| TASK INSTRUCTIONS |
The part to set down runs from the first line of the data below through the line with "Target: gray bird body in corner", inclusive; write it exactly and leave out the pictures.

BEGIN EXTRACTED DATA

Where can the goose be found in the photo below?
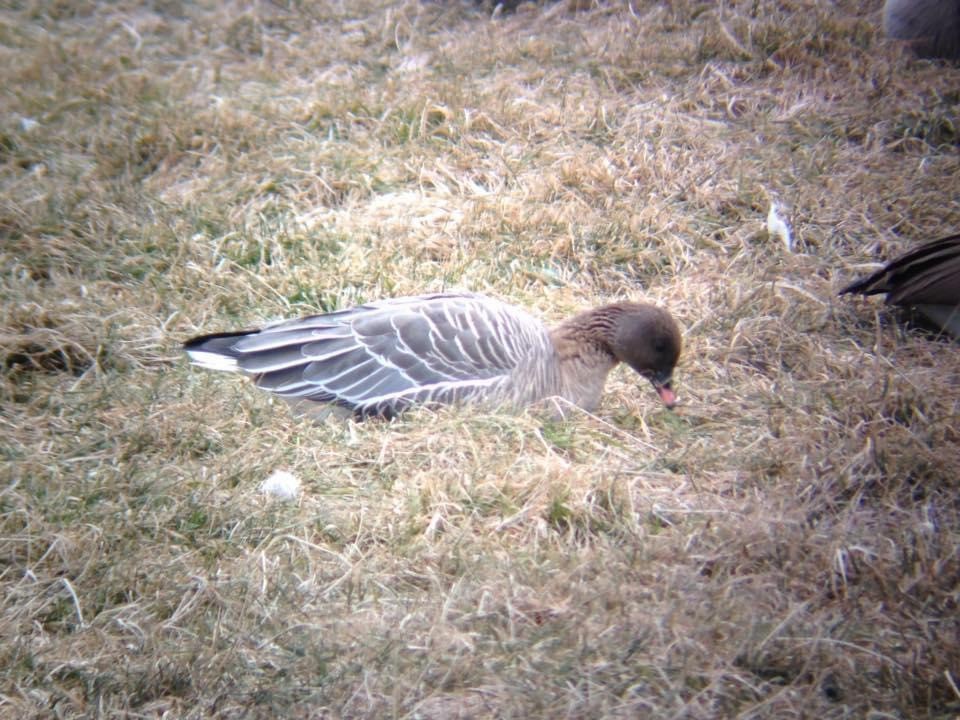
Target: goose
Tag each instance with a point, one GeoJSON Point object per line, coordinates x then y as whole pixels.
{"type": "Point", "coordinates": [926, 278]}
{"type": "Point", "coordinates": [378, 359]}
{"type": "Point", "coordinates": [932, 27]}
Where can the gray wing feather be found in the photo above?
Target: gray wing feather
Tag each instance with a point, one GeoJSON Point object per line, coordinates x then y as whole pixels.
{"type": "Point", "coordinates": [380, 358]}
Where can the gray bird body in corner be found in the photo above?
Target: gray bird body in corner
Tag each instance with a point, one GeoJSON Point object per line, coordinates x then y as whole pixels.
{"type": "Point", "coordinates": [932, 27]}
{"type": "Point", "coordinates": [926, 278]}
{"type": "Point", "coordinates": [378, 359]}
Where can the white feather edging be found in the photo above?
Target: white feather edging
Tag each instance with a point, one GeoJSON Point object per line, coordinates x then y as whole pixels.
{"type": "Point", "coordinates": [777, 227]}
{"type": "Point", "coordinates": [281, 485]}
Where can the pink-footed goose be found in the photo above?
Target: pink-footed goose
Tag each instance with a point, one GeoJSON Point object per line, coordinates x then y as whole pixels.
{"type": "Point", "coordinates": [926, 279]}
{"type": "Point", "coordinates": [378, 359]}
{"type": "Point", "coordinates": [931, 27]}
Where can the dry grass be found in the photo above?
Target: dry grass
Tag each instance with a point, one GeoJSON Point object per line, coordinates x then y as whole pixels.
{"type": "Point", "coordinates": [784, 545]}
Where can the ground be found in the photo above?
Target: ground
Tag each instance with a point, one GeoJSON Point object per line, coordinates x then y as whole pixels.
{"type": "Point", "coordinates": [783, 544]}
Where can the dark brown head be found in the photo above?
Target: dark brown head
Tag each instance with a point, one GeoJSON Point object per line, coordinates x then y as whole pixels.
{"type": "Point", "coordinates": [647, 339]}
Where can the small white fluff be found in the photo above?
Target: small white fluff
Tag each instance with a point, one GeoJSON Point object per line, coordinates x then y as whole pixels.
{"type": "Point", "coordinates": [777, 227]}
{"type": "Point", "coordinates": [281, 484]}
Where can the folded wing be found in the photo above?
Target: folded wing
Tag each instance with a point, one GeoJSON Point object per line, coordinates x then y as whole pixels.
{"type": "Point", "coordinates": [378, 359]}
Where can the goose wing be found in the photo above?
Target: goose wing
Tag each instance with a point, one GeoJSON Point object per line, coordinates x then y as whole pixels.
{"type": "Point", "coordinates": [928, 274]}
{"type": "Point", "coordinates": [380, 358]}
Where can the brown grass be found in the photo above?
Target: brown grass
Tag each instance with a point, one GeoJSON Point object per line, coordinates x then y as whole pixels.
{"type": "Point", "coordinates": [785, 544]}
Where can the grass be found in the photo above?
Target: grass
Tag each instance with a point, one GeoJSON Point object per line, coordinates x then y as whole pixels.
{"type": "Point", "coordinates": [784, 544]}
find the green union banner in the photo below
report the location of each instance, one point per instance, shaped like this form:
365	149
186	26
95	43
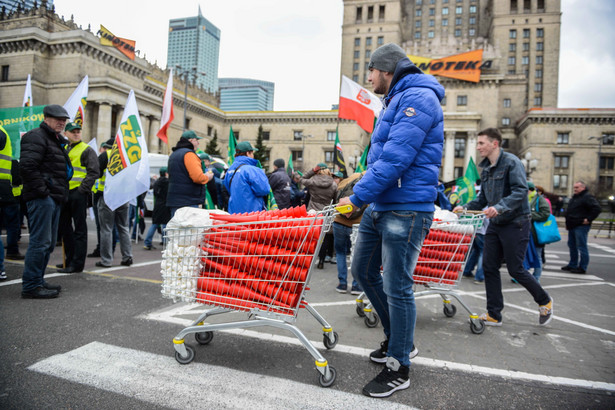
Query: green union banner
19	120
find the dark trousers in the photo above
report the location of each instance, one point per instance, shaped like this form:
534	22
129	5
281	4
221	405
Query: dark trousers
74	229
508	242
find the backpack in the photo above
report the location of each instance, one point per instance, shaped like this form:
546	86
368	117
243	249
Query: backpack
348	190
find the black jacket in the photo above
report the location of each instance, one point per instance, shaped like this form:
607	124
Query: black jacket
580	207
44	165
280	186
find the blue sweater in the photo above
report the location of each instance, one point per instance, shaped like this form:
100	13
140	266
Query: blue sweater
406	147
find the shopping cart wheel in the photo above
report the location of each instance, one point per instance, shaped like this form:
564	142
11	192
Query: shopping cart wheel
328	343
360	311
328	383
477	326
372	320
449	309
204	338
185	359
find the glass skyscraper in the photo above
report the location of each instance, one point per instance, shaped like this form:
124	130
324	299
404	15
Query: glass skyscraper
194	44
244	94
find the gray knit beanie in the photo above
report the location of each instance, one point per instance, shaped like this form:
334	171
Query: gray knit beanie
386	57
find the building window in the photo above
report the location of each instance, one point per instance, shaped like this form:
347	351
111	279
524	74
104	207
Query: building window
560	181
562	137
561	161
460	147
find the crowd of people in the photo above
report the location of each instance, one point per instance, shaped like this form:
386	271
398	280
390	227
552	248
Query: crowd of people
392	203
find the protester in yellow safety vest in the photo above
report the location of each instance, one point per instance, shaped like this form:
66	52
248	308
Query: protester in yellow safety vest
9	198
98	190
73	224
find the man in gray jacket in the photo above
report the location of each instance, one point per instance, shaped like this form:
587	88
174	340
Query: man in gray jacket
504	191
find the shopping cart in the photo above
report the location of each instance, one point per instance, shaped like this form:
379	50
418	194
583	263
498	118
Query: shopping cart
258	263
440	267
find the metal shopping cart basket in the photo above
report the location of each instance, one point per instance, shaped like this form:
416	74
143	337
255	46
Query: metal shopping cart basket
440	266
259	264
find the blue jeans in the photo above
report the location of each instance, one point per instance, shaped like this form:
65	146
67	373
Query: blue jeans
393	240
341	241
43	217
152	231
475	258
509	242
577	244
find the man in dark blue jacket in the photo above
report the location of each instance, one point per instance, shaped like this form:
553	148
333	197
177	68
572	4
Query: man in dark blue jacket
400	186
504	193
245	182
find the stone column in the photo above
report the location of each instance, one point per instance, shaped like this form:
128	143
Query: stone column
470	150
103	128
153	138
449	156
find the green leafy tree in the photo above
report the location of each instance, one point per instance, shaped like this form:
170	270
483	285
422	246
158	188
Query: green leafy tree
263	151
212	146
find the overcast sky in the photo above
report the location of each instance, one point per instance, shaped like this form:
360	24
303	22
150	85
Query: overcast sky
297	43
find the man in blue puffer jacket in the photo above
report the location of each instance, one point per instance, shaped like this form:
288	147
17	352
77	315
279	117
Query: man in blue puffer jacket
246	183
401	186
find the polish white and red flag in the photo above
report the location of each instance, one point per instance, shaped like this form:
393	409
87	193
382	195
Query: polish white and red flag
167	110
357	103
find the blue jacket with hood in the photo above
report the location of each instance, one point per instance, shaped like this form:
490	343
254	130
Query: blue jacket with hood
406	146
249	186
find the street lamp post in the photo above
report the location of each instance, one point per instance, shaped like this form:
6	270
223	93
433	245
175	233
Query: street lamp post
187	73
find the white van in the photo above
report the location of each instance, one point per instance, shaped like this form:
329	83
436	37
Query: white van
156	161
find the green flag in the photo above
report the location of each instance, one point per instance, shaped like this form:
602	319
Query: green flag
271	203
290	169
362	165
231	147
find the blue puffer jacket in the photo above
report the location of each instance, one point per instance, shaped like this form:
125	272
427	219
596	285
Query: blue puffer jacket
406	147
249	186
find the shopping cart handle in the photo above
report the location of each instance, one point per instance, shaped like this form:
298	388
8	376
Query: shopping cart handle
343	209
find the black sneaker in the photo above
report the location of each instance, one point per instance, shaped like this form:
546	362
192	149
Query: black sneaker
380	355
388	381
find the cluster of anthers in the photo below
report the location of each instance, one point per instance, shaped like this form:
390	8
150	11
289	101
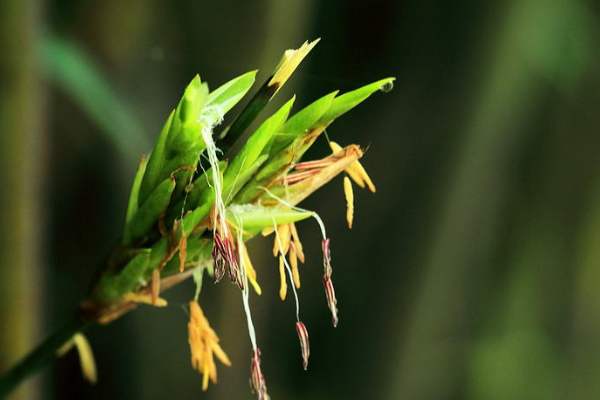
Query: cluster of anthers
230	254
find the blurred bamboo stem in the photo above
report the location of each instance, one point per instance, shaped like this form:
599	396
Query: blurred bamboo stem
20	217
42	355
466	229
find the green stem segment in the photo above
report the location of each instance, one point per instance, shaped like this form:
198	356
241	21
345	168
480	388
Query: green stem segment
42	355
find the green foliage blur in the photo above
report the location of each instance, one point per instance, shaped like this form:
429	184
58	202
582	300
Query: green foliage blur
473	273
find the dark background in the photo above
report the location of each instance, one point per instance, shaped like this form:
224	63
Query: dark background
473	273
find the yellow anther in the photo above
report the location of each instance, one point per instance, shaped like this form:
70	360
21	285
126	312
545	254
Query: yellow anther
283	234
294	265
297	243
355	171
349	201
250	271
282	280
86	356
288	64
204	345
155	286
144	298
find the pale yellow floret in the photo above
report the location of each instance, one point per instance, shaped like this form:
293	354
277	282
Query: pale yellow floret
289	62
297	244
352	173
294	265
250	271
355	171
204	345
349	201
155	286
282	280
283	231
267	231
86	356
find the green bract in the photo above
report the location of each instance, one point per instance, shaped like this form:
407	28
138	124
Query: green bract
173	194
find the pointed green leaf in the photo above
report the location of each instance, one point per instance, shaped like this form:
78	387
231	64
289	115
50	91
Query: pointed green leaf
149	212
257	217
226	97
132	205
255	145
344	103
193	100
156	162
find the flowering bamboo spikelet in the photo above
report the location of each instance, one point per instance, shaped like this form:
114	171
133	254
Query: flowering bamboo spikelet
194	199
355	170
257	379
204	345
349	201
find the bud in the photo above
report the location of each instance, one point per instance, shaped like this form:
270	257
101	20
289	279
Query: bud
304	343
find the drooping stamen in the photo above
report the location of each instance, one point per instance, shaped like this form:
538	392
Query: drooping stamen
283	262
326	257
325	244
331	299
327	283
182	250
250	271
355	170
225	246
294	265
349	201
257	379
304	343
282	279
297	243
217	256
204	345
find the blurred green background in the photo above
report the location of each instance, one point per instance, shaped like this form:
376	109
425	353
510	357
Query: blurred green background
473	273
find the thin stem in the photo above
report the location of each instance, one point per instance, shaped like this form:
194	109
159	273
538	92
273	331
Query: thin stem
42	355
247	116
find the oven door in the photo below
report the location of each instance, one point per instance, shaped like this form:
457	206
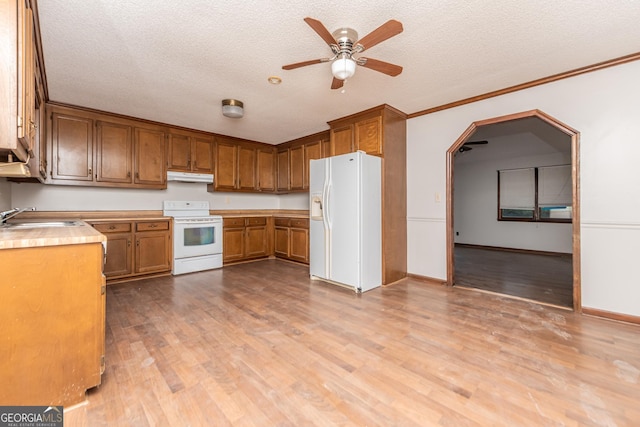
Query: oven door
194	238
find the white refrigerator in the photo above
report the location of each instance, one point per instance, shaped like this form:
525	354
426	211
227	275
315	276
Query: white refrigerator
345	213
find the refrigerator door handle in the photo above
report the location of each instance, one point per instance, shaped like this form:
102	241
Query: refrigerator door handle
327	228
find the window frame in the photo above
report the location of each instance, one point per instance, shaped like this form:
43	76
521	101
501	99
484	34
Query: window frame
536	217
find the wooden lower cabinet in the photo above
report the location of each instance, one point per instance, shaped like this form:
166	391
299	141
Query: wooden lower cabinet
245	238
53	323
136	248
291	239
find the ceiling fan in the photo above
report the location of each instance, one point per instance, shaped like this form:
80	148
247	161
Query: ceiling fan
466	145
344	44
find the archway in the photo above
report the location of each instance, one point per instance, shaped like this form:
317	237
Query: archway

END EXTRACTED DATA

| OUTPUT |
Where can the goose be found in the photo below?
Target: goose
Tag each instance with a point, one GeoJSON Point object per line, coordinates x then y as whole pixels.
{"type": "Point", "coordinates": [926, 278]}
{"type": "Point", "coordinates": [378, 359]}
{"type": "Point", "coordinates": [932, 27]}
Where can the gray wing feather be found in the photo above?
Target: gray wing feather
Tag each instance with a point, one GeoJSON Point object per line, coordinates x then y as whole pixels.
{"type": "Point", "coordinates": [380, 358]}
Where can the gray bird body in corner be found in the photo above?
Target: gray bird body in corner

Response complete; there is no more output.